PROBLEMS AND TASKS
(1) List every ground on which the passage about the Belarusian Order "For Personal Courage" says the order is awarded to citizens.
(2) Pick up the passage on the Belarusian Order "For Personal Courage" after its last sentence and continue it.

PASSAGE

▶

The Order "For Personal Courage" (Ордэн «За асабістую мужнасць»; Орден «За личное мужество») is a state award of the Republic of Belarus. It is awarded for exceptional courage and personal bravery, feats performed in extreme circumstances. The only Belarusian order in the form of a cross

==Criteria==
The Order "For Personal Courage" is awarded to citizens:

- For exceptional bravery and personal courage demonstrated in the performance of military duty, civil or official duties;
- For selfless acts committed in extreme circumstances;
- For courage demonstrated in the defense of the state border;
- For courage demonstrated in the protection of public order;
- For bold and decisive actions in circumstances associated with a risk to life.

The Order "For Personal Courage" is worn on the left side of the chest and, if other orders are present, is located after the Order "For Service to the Motherland".

==History==
The order was introduced into the system of state awards by the decree of the President of Belarus "On Amendments and Additions to the Law of the Republic of Belarus "On State Awards of the Republic of Belarus"" of June 2, 1997. Sometimes the erroneous date of establishment is given as the resolution of the Supreme Council of Belarus No. 3726-XII of April 13, 1995.

◀

DATA TO EXAMINE
▶

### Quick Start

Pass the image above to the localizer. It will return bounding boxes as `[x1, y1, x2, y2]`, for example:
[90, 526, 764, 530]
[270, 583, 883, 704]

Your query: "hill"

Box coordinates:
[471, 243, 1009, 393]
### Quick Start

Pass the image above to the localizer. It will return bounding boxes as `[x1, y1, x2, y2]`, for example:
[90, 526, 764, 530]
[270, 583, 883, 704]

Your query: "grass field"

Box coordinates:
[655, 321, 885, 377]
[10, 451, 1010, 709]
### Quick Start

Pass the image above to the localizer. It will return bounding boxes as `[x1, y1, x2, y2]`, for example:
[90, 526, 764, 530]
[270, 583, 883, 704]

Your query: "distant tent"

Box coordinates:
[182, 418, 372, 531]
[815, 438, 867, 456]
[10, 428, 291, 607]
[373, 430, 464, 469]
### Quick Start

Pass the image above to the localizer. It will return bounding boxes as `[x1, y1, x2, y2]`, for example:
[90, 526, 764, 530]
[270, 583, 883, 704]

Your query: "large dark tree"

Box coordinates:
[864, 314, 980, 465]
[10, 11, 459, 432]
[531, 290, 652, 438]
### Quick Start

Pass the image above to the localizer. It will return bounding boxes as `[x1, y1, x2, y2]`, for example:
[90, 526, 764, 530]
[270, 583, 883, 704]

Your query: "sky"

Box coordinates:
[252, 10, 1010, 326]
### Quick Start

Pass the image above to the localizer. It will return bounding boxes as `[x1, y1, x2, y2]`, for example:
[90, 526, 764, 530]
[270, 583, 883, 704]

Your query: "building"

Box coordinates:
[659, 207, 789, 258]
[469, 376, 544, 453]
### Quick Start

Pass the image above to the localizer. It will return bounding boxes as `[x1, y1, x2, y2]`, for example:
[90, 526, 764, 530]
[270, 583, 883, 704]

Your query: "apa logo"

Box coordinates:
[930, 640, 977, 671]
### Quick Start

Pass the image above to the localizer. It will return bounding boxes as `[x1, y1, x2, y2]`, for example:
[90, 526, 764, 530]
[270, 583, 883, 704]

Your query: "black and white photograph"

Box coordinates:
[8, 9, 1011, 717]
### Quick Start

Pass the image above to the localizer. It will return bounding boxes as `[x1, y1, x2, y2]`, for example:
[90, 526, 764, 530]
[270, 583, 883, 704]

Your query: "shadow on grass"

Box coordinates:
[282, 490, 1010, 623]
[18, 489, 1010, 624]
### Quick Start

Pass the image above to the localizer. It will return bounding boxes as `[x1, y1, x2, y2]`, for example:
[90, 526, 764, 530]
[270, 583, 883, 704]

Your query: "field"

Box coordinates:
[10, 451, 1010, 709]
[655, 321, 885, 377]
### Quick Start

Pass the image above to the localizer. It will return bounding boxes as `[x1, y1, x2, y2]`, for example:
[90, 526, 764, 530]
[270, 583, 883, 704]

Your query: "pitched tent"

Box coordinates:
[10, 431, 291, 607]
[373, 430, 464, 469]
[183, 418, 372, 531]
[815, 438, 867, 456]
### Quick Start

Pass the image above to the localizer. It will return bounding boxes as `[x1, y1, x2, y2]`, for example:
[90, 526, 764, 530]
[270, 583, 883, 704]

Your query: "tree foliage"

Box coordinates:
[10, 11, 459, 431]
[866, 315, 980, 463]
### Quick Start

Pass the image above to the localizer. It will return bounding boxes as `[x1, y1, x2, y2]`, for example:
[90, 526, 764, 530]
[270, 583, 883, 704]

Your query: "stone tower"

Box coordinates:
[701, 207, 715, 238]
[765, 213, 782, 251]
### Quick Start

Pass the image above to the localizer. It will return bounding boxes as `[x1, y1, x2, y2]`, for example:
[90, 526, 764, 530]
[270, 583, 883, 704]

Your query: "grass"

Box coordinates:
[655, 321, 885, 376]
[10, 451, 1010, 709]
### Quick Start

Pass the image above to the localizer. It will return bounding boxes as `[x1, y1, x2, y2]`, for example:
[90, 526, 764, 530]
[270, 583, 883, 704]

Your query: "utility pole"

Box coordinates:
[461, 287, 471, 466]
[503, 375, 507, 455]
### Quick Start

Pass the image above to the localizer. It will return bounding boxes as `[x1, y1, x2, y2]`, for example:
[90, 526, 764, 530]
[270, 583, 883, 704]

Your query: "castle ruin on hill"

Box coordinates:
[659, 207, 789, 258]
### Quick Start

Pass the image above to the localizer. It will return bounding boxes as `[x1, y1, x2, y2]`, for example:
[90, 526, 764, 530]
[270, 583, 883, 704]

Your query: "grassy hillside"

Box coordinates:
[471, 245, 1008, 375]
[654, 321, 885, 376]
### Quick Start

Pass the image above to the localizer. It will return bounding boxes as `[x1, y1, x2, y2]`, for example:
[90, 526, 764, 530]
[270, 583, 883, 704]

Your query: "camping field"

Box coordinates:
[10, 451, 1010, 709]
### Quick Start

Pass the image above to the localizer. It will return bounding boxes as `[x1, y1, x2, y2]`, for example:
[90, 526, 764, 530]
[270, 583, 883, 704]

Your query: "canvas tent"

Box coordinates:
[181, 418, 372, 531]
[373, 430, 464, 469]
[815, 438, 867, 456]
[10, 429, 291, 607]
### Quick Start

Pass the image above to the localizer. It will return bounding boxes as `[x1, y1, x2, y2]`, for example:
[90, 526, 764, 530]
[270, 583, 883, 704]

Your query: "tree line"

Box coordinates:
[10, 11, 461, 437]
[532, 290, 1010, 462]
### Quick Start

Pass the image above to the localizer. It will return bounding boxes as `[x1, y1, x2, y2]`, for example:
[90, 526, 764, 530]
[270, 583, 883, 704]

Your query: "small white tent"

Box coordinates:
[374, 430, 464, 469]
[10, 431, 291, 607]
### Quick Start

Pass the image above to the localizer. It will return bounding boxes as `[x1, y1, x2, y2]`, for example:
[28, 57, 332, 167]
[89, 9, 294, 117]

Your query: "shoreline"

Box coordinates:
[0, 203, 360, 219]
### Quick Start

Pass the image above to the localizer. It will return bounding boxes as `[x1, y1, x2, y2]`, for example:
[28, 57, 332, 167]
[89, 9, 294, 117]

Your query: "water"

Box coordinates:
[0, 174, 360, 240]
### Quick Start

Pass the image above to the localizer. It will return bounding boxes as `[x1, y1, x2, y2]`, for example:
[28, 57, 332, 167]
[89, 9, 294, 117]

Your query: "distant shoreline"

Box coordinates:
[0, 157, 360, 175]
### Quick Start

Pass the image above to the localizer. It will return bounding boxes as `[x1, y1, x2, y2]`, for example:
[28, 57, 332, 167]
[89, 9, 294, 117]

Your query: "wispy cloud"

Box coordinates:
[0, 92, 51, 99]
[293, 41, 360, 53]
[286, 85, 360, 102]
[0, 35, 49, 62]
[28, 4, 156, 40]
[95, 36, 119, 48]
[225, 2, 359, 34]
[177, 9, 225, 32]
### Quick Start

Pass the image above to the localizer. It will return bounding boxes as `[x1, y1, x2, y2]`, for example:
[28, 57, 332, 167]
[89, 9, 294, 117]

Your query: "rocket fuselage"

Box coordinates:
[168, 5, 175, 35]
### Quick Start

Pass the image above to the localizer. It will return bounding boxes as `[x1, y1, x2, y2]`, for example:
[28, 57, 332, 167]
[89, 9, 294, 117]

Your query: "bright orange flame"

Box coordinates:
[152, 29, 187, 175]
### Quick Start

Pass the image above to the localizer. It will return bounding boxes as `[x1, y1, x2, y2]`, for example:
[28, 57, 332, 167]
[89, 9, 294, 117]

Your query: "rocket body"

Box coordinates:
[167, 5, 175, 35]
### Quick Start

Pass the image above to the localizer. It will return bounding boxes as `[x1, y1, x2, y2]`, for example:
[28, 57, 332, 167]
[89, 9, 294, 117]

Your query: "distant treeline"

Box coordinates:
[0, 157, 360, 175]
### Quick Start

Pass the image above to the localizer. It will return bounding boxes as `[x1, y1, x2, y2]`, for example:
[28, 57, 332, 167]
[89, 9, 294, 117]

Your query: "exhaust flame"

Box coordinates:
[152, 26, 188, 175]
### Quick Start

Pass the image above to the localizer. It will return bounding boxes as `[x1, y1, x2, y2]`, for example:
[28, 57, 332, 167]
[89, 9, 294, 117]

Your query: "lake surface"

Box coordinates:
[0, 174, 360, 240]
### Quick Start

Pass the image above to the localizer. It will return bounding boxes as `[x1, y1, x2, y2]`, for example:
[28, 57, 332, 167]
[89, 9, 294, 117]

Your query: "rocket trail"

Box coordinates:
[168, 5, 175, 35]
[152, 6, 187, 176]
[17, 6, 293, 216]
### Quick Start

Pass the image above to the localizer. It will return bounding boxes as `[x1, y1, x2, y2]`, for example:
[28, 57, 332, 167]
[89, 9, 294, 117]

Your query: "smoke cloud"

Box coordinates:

◀

RESULTS OF THE TASKS
(1)
- Exceptional bravery and personal courage demonstrated in the performance of military duty, civil or official duties
- Selfless acts committed in extreme circumstances
- Courage demonstrated in the defense of the state border
- Courage demonstrated in the protection of public order
- Bold and decisive actions in circumstances associated with a risk to life

(2)
Although the order was established by analogy with the Soviet award of the same name, its design is fundamentally different from the Soviet one.

The first recipient of the order was Junior Sergeant Alexander Khomich, a master rescuer of the Borisov fire department, on October 8, 1997, “for courage and decisive actions during the liquidation of the fire at the Borisov railway junction”.

The description of the award was approved by the decrees of the President of Belarus dated September 6, 1999 and April 8, 2005, and its provisions were enshrined in the Law of the Republic of Belarus dated May 18, 2004 No. 288-Z “On State Awards of the Republic of Belarus”.

The most massive awarding of the order took place in 2008, when it was awarded to 15 crew members of the Il-76 aircraft of the TransAviaExport airline, shot down on March 23, 2007 in Somalia.

Awards were also given for sporting achievements. For example, in 2018, the Order of Personal Courage was awarded to the athletes of the Belarusian national biathlon team for winning a gold medal at the 2018 Winter Olympics in Pyeongchang County.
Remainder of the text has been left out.